◆ WHAT YOU ARE ASKED TO DO
In the records below, the line with "Target: woman's ear" opens the range and the line with "Task: put a point on every instance of the green" closes it; print that range exactly and nothing else.

◆ TASK DATA
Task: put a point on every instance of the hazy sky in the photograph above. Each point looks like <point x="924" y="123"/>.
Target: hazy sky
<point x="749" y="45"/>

--

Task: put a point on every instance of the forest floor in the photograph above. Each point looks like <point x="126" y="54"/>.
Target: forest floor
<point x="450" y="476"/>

--

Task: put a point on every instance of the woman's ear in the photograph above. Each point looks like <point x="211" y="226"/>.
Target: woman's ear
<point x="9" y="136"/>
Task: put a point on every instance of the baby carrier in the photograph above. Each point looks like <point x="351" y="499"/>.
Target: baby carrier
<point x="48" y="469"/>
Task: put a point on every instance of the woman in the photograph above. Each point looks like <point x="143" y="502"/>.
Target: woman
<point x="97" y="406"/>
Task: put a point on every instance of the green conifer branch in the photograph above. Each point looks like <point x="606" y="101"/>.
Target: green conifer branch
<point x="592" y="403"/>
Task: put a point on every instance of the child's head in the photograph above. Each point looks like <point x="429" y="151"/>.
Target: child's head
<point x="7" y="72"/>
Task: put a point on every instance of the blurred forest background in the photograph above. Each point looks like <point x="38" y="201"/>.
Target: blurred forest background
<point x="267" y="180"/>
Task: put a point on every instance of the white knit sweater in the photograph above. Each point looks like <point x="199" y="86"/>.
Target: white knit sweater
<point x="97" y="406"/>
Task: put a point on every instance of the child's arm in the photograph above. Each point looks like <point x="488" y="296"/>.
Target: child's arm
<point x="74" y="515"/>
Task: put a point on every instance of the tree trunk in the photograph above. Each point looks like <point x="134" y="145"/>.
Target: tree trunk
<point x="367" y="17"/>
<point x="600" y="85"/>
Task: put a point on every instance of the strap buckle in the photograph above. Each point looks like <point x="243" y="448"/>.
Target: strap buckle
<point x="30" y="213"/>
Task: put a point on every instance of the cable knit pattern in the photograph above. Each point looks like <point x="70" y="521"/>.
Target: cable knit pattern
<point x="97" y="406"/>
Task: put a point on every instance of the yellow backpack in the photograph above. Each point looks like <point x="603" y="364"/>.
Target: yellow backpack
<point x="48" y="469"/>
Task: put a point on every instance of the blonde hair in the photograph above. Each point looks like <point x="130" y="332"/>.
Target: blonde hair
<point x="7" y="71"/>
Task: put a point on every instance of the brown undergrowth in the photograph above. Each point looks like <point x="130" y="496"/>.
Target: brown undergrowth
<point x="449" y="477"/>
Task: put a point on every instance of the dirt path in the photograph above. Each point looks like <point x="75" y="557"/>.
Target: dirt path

◆ RESULT BELOW
Target: woman's ear
<point x="9" y="136"/>
Task: put a point on every instance of the baby carrier in the photograph above. Each point looks like <point x="351" y="499"/>.
Target: baby carrier
<point x="48" y="469"/>
Task: put a point on every instance of the woman in the photograph above. Each point looks like <point x="143" y="502"/>.
Target: woman
<point x="97" y="406"/>
Task: put a point on every instance of the green conifer branch in the photograph above. Each point looks like <point x="606" y="101"/>.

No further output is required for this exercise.